## ZITIERTER TEXT
Gängige Praxis von Literaturagenten ist es beispielsweise, Science Fiction generell und von vornherein abzulehnen. No chance. Krimis, die nicht „regional“ daherkommen und von Neulingen stammen, haben es um ein Mehrfaches schwerer als der 245. Eifelkrimi, zumal dann, wenn die legendäre „Schreibe“ nicht sofort an die niederen Leseinstinkte eines an Spannung, nicht aber an sprachlicher Qualität interessierten Publikums appelliert.
In den letzten Jahren haben sich die Möglichkeiten für Autoren erfreulich verbessert, außerhalb der etablierten und der „Vanity“-Verlage zu publizieren. Sei es per book on demand, wo man bei überschaubaren Kosten und ohne große Lagerhaltung einen Titel auf den Markt werfen kann (der auch über die Onlineanbieter verfügbar ist) oder aber, schlicht, als Veröffentlichung im Internet. Dass auch hier nicht alles Gold ist, was einen schönen Einband hat, versteht sich. Eine Chance ist es dennoch, wenngleich die Vorstellungen, was eine Veröffentlichung sei, nach wie vor beim „regulären, in einem normalen Verlag“ erschienenen Buch verharren. So erreicht man etwa die Mitgliedschaft im „Syndikat“, der Vereinigung deutscher Krimiautoren, nur durch ein Nachweis eines solchen „Normalbuches“. Selbstverleger und Internetautoren? No chance. Was ich, unter uns gesagt, jetzt nicht dramatisch finde, aber bezeichnend ist es schon.

## DATENSATZ

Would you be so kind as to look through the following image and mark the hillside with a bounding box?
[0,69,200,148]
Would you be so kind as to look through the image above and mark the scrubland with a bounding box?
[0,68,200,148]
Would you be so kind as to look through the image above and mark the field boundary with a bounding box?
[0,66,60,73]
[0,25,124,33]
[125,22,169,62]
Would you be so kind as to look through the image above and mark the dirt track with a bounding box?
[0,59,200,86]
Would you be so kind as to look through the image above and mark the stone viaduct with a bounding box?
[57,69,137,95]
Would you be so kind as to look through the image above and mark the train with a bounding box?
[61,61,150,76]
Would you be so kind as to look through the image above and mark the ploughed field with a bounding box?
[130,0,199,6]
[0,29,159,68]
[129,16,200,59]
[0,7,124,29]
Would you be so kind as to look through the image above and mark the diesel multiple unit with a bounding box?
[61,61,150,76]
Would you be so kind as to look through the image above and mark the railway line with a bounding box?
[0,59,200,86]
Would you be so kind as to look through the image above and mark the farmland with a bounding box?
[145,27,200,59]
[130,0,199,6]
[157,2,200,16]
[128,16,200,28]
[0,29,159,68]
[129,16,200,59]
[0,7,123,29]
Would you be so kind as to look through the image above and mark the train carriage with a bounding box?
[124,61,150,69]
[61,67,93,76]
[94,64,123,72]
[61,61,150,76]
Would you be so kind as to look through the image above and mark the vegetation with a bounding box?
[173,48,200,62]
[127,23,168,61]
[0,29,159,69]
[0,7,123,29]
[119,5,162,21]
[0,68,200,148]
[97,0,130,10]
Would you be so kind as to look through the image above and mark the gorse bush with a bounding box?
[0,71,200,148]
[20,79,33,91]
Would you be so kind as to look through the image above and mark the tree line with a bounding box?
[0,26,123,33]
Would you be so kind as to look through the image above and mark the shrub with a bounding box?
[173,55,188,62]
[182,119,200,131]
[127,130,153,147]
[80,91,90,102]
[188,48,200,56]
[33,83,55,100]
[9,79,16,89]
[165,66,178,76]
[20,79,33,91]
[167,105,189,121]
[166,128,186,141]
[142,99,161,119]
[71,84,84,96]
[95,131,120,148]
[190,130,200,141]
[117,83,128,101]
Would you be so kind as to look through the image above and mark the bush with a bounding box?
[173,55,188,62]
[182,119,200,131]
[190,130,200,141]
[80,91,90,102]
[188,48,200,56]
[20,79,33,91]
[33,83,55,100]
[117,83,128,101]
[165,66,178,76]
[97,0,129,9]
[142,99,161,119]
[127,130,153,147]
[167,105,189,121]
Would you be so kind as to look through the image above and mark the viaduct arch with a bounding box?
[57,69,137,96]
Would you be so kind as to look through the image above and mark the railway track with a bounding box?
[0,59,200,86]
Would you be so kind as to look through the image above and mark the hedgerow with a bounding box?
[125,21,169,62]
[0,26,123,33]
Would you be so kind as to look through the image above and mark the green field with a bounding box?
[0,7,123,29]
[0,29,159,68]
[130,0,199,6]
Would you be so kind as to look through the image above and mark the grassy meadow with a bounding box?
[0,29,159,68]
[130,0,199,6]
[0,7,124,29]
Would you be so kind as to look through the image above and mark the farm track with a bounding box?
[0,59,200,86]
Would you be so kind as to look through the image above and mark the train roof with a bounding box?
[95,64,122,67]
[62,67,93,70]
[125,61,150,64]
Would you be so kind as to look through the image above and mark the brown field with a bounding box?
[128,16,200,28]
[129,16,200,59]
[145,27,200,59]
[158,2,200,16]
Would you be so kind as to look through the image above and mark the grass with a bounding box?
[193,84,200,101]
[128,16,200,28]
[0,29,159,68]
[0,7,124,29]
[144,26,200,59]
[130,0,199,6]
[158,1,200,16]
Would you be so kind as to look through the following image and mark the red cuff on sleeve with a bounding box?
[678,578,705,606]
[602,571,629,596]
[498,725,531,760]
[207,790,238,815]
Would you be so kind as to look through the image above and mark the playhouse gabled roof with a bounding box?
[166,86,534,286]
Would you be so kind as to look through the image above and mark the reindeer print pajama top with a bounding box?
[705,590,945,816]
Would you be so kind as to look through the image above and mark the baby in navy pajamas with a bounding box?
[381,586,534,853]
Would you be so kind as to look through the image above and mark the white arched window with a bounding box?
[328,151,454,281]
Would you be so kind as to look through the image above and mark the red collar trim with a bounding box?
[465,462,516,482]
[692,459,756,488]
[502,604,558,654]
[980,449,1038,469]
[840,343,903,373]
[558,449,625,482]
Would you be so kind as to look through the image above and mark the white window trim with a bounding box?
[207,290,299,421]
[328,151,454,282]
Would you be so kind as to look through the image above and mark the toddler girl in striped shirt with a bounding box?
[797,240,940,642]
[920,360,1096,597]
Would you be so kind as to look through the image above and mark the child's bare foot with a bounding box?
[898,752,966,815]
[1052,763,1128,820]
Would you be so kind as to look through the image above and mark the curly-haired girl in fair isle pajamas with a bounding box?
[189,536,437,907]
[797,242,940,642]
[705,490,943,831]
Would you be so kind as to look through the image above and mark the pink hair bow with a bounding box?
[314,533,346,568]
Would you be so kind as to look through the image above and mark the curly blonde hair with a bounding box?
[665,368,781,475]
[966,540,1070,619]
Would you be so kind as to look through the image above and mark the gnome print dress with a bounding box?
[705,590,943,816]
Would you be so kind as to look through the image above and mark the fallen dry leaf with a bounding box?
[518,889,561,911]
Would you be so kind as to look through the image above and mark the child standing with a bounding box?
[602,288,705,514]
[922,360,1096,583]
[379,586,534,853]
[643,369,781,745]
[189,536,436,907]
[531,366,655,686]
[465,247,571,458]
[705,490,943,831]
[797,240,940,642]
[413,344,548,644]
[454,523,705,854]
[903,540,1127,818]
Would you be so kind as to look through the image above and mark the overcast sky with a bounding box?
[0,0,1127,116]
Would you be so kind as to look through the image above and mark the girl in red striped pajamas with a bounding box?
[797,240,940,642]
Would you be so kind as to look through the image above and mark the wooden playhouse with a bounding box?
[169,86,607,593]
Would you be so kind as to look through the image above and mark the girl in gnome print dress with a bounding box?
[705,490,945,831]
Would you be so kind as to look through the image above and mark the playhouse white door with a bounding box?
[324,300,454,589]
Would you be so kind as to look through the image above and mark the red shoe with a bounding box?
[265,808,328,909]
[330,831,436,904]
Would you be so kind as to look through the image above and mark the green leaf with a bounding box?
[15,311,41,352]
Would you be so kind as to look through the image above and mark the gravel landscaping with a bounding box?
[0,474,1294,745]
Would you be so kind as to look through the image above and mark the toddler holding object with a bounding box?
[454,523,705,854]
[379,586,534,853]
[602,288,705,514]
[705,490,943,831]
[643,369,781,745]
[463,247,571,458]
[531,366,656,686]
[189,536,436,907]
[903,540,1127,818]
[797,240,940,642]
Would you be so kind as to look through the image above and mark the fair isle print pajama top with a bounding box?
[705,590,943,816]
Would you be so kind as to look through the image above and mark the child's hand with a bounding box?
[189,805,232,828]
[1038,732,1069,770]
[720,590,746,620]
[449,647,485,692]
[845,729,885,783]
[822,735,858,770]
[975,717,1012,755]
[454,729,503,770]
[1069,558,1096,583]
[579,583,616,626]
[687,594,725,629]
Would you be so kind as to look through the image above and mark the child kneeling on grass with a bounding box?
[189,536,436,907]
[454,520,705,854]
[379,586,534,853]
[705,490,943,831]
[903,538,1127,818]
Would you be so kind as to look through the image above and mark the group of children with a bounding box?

## AUFGABE A
Prüfe, ob die Aussagen (i) bis (iii) mit dem zitierten Text übereinstimmen, und belege jedes Ja oder Nein mit dem entscheidenden Wortlaut des zitierten Textes. (i) Literaturagenten lehnen Science Fiction üblicherweise von vornherein ab. (ii) Die Mitgliedschaft im „Syndikat“ steht auch Autoren offen, die nur im Internet veröffentlicht haben. (iii) Beim book on demand entstehen hohe Kosten für die Lagerhaltung.
## AUFGABE B
Nenne alle Wörter und Wendungen, die im zitierten Text in deutschen Anführungszeichen („…“) stehen.
## AUFGABE C
Schreibe den zitierten Text im Anschluss an seinen letzten Satz weiter.
Das Material ist eigenständig und gehört nicht zum zitierten Text.

## LÖSUNG A
(i) Ja: „Gängige Praxis von Literaturagenten ist es beispielsweise, Science Fiction generell und von vornherein abzulehnen.“
(ii) Nein: „So erreicht man etwa die Mitgliedschaft im „Syndikat“, der Vereinigung deutscher Krimiautoren, nur durch ein Nachweis eines solchen „Normalbuches“.“
(iii) Nein: „bei überschaubaren Kosten und ohne große Lagerhaltung“

## LÖSUNG B
„regional“, „Schreibe“, „Vanity“, „regulären, in einem normalen Verlag“, „Syndikat“, „Normalbuches“

## LÖSUNG C
Also: ein klein wenig Horizonterweiterung täte not. Ein klein wenig Risikobereitschaft wäre auch nicht schlecht. Manchmal die bessere Strategie, siehe die erfolgreiche „metro“-Reihe des Unionsverlages, wo sich so einiges findet, was andernorts als unverkäuflich zurückgewiesen werden würde.
Lieber dpr,
„No chance. Krimis, die nicht „regional“ daherkommen und von Neulingen stammen, haben es um ein Mehrfaches schwerer als der 245. Eifelkrimi, zumal dann, wenn die legendäre „Schreibe“ nicht sofort an die niederen Leseinstinkte eines an Spannung, nicht aber an sprachlicher Qualität interessierten Publikums appelliert. “
wenn man sich die in den letzten 15 Jahren durch den DKP (immer wieder eine schöne Abk.) ausgezeichneten Schriftsteller ansieht, fällt ja auf, dass es einige gibt, die den Preis mehrfach erhielten. Und irgendwie habe ich den Verdacht dass die „drop out“ Rate unter diesen nicht gerade gering ist – Haas , Biermann, Ani (angekündigt) scheinen als Krimiautoren nicht mehr aktiv zu sein [andere scheinen Krimis nur als Hobby zu schreiben (Blettenberg) und wieder andere schreiben auch ´mal Krimis].
Kann es sein, dass sich für die meisten Autoren in Deutschland das Krimischreiben wirtschaftlich nicht lohnt und dass deshalb auch die Agenten und Verlage so zurückhaltend sind ? Dann läge es ja an uns, dem Publikum daran etwas zu ändern.
Mit besten Grüßen
bernd
PS
Mit anderen Worten, dass Deuschland zwar der zweitgrößte Krimimarkt der Welt ist (sagt Tess Gerritsen), aber keine Krimikultur besitzt.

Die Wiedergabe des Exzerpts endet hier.